• DATA TO PROCESS

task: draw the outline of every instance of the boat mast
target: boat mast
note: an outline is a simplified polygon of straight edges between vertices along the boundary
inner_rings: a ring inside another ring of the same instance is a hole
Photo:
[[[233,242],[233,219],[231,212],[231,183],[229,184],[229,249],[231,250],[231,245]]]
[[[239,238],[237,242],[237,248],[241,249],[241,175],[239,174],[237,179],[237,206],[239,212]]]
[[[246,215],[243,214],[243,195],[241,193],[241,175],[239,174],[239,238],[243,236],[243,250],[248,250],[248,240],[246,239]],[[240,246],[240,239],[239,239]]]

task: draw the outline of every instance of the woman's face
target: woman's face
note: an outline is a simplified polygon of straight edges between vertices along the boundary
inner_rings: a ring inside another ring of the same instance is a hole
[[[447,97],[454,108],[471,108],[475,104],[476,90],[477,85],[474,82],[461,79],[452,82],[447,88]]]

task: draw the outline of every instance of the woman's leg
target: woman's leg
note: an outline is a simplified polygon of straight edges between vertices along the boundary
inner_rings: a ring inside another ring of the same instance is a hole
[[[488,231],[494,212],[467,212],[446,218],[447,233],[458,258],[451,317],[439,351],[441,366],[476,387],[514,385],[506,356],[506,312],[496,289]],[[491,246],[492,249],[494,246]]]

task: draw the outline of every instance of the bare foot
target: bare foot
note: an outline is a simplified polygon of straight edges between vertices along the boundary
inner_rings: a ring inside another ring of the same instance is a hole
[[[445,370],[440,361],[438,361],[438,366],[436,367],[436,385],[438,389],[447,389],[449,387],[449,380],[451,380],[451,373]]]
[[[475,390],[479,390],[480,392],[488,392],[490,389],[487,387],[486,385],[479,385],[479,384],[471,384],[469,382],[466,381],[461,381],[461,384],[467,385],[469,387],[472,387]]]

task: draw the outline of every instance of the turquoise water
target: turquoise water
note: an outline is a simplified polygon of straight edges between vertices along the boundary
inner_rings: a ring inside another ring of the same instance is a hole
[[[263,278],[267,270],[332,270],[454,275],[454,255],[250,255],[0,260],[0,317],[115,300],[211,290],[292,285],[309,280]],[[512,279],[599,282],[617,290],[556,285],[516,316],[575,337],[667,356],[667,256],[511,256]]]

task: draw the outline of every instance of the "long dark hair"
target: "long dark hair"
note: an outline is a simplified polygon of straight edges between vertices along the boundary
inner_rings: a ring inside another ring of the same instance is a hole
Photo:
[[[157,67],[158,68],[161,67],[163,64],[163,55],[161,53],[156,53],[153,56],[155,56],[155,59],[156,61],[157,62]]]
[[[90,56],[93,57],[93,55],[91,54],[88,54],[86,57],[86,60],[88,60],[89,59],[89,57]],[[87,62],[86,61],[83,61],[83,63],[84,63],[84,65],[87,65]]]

• REQUIRED WORK
Word for word, write out the data.

• TASK RESULT
task: draw the outline of every instance of the boat mast
target: boat mast
note: an outline is a simplified polygon of straight edges between vertices along the boundary
inner_rings: a ring inside another ring of the same instance is a hole
Photo:
[[[233,242],[233,219],[231,212],[231,183],[229,184],[229,249],[231,250],[231,245]]]
[[[239,238],[237,242],[237,248],[241,249],[241,175],[239,174],[237,179],[237,206],[239,212]]]
[[[246,215],[243,214],[243,195],[241,193],[241,175],[239,174],[239,238],[243,236],[243,250],[248,250],[248,240],[246,239]],[[240,246],[240,239],[239,239]]]

task: draw the outline of every instance of the woman's face
target: woman's face
note: an outline is a simplified polygon of straight edges between vertices along the boundary
inner_rings: a ring inside another ring of the same instance is a hole
[[[447,97],[454,108],[471,108],[475,104],[476,90],[477,85],[474,82],[461,79],[452,82],[447,88]]]

task: draw the outline of every instance of the woman's leg
target: woman's leg
note: an outline is a simplified polygon of straight edges between vertices along the boundary
inner_rings: a ring inside another ring of the same instance is a hole
[[[488,231],[494,212],[467,212],[446,218],[447,233],[458,258],[451,317],[439,351],[441,366],[476,387],[514,385],[506,356],[506,312],[496,289]],[[491,246],[492,249],[494,246]]]

task: draw the outline of every instance of the bare foot
target: bare foot
note: an outline is a simplified polygon of straight edges between vertices along the boundary
inner_rings: a ring inside another ring of the same instance is a hole
[[[445,370],[440,361],[438,361],[438,366],[436,367],[436,385],[438,389],[447,389],[449,387],[449,380],[451,380],[451,373]]]
[[[475,390],[479,390],[480,392],[488,392],[490,389],[487,387],[486,385],[479,385],[479,384],[471,384],[469,382],[466,381],[461,381],[461,384],[467,385],[469,387],[472,387]]]

task: draw the outline of every instance of the turquoise water
target: turquoise water
note: an outline is a simplified polygon of straight edges between vertices along the boundary
inner_rings: a ring inside another ring of the same instance is a hole
[[[263,278],[267,270],[332,270],[454,275],[454,255],[250,255],[0,260],[0,317],[115,300],[211,290],[292,285],[309,280]],[[512,279],[599,282],[617,290],[556,285],[516,316],[575,337],[667,356],[667,256],[511,256]]]

task: draw the outline of every instance of the "long dark hair"
target: "long dark hair"
note: an outline is a simplified polygon of straight edges between vertices along the boundary
inner_rings: a ring inside another ring of the same instance is a hole
Photo:
[[[157,67],[158,68],[161,67],[163,64],[163,55],[161,53],[156,53],[153,56],[155,56],[155,59],[156,61],[157,62]]]
[[[90,56],[93,57],[93,55],[91,54],[88,54],[86,57],[86,60],[88,60],[89,59],[89,57]],[[87,62],[86,61],[83,61],[83,63],[84,63],[84,65],[87,65]]]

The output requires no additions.